**Objective:** From the material below, pull out and reproduce verbatim the lines between the one holding "Place a point on the horse's back, one" and the one holding "<point>315,519</point>", with both of those lines included.
[BEGIN]
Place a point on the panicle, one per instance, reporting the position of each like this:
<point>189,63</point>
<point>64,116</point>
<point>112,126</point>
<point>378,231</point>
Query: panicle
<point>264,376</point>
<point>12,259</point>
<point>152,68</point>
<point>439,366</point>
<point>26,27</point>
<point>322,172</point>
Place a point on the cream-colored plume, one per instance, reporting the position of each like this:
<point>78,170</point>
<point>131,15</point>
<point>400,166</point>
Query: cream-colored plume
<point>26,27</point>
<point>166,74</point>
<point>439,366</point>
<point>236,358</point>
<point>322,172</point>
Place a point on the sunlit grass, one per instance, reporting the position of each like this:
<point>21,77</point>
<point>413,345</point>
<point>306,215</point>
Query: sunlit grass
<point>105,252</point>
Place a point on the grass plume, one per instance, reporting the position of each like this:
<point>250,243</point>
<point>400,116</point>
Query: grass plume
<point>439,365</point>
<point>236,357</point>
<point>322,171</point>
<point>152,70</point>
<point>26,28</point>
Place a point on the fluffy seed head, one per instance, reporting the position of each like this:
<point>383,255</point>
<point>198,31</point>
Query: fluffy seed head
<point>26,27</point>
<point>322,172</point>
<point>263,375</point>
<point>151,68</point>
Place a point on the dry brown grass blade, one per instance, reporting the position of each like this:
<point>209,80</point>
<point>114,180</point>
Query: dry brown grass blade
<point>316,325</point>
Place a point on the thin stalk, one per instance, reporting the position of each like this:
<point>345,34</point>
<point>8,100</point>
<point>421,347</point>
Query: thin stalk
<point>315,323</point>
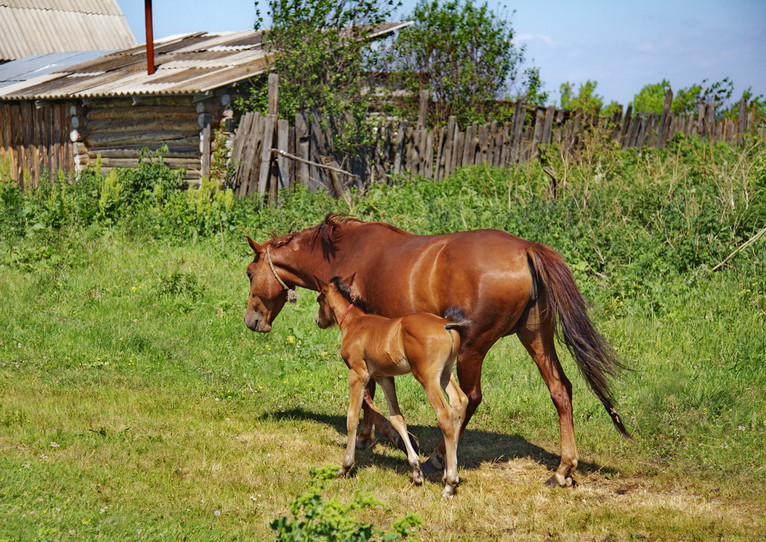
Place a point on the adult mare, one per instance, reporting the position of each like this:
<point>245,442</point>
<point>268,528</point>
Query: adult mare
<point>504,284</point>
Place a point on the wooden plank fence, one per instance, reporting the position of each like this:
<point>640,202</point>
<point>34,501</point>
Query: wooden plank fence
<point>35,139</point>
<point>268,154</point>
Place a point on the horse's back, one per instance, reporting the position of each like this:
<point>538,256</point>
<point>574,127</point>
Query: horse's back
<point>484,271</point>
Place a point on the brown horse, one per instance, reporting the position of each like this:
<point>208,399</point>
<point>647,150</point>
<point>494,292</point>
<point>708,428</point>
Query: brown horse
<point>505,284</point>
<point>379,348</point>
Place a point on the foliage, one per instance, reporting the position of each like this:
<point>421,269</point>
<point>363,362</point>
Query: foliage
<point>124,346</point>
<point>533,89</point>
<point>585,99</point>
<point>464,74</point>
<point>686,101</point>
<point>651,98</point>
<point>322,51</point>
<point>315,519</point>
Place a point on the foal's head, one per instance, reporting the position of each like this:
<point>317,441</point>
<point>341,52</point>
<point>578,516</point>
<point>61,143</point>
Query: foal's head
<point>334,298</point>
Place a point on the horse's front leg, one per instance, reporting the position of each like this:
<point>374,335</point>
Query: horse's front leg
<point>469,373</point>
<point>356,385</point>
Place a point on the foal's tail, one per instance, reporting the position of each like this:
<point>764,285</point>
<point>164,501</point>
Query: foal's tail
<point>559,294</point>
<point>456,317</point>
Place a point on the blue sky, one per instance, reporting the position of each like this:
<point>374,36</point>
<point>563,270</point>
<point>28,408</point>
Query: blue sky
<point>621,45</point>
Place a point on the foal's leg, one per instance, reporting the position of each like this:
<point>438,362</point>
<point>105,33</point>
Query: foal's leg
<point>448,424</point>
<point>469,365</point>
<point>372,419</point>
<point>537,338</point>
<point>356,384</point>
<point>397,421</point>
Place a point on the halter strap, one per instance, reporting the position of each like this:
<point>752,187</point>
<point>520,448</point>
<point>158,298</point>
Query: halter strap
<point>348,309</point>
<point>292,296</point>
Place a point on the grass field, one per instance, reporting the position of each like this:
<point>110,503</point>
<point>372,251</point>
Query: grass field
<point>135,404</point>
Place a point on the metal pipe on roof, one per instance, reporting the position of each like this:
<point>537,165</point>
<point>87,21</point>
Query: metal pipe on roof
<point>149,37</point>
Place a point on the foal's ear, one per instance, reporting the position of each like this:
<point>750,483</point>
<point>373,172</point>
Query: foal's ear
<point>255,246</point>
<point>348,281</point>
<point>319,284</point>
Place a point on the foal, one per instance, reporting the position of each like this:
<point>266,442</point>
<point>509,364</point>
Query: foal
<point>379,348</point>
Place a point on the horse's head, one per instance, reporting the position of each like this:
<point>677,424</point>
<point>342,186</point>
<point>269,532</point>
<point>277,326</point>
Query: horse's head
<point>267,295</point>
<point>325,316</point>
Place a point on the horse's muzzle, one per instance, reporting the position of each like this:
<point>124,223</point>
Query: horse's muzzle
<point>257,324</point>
[END]
[BEGIN]
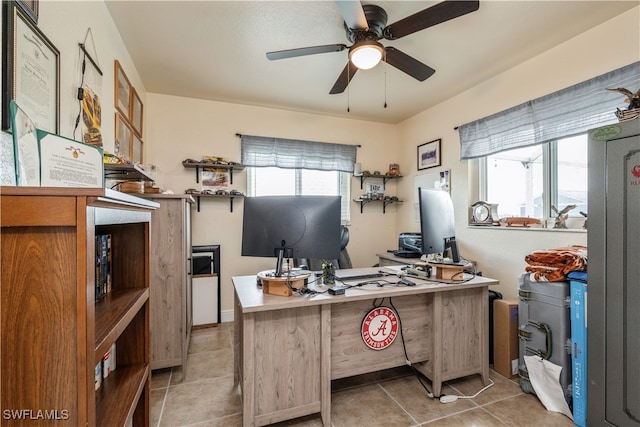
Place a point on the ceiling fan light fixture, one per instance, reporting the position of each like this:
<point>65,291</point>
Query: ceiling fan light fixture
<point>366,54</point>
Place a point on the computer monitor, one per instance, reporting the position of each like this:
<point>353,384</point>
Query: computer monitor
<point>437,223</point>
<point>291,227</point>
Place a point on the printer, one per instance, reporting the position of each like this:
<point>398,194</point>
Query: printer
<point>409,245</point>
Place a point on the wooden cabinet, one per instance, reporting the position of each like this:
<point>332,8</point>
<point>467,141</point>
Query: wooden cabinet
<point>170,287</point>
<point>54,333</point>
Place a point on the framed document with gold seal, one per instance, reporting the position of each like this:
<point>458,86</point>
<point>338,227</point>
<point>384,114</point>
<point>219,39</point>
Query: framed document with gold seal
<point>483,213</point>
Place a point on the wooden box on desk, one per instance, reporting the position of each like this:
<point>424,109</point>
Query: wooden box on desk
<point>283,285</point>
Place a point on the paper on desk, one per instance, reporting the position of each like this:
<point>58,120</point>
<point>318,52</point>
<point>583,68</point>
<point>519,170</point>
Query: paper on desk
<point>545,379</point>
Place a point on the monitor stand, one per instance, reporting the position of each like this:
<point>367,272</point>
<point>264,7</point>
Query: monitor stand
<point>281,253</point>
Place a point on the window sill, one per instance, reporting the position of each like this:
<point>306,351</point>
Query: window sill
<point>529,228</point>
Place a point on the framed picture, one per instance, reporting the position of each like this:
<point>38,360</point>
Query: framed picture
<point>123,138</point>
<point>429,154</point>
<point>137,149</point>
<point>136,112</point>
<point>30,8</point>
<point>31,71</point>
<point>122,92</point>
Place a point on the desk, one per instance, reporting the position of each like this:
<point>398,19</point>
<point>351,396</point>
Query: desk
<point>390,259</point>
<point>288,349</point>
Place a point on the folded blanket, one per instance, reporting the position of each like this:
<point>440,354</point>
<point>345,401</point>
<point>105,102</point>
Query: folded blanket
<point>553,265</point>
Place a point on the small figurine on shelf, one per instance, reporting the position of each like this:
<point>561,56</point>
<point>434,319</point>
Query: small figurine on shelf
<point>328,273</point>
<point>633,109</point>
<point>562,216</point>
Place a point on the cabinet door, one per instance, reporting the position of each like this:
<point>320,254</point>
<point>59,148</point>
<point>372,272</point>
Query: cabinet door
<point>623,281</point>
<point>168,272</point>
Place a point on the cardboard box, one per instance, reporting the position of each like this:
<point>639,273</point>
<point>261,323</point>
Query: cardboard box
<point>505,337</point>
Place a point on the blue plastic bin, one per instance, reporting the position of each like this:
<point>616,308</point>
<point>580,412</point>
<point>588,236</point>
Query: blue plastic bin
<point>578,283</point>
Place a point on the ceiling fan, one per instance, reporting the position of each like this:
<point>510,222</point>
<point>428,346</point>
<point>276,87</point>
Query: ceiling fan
[END]
**The reply:**
Place a point on the horse's back, one per instance, reporting the position of each like this:
<point>538,256</point>
<point>574,127</point>
Query: horse's back
<point>484,271</point>
Place a point on the brown horse, one per instance, reporting the position of each like this:
<point>208,399</point>
<point>647,150</point>
<point>494,292</point>
<point>708,428</point>
Query: brown horse
<point>505,284</point>
<point>379,348</point>
Place a point on the foliage, one per instance, reporting the position of each like this:
<point>421,269</point>
<point>363,362</point>
Query: foliage
<point>124,346</point>
<point>533,89</point>
<point>585,99</point>
<point>464,74</point>
<point>686,101</point>
<point>651,98</point>
<point>322,51</point>
<point>315,519</point>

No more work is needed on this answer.